#### Information provided ####

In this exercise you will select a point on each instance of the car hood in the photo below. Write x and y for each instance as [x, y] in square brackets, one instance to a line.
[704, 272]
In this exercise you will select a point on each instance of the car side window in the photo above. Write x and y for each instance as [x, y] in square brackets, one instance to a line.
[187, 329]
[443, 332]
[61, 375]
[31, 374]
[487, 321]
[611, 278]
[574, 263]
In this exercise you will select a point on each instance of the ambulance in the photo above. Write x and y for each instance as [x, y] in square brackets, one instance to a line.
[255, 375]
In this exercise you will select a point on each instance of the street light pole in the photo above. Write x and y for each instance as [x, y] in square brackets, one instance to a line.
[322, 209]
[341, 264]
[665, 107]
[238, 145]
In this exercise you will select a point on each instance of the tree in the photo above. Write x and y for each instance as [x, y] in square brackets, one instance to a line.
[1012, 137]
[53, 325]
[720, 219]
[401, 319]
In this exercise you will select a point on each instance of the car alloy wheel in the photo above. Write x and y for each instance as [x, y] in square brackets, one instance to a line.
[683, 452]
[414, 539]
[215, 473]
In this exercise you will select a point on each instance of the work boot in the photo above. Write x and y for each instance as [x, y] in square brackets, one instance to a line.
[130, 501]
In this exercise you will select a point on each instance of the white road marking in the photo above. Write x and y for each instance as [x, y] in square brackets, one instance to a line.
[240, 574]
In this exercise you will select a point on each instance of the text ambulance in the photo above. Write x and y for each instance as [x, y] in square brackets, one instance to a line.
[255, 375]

####

• Work to be completed
The line with "of the white" and every line after it up to the end of the entries: output those exactly, and only those.

• Solution
In this exercise you will select a point on each instance of the white road marking in the photo above. Write x and y for each instance as [x, y] in square brackets, one instance to a line.
[240, 574]
In this exercise you will select a point on each instance of the text ambulance in the photo above. Write x and y for each instance as [x, y] in square brackets, one instance to a line.
[255, 375]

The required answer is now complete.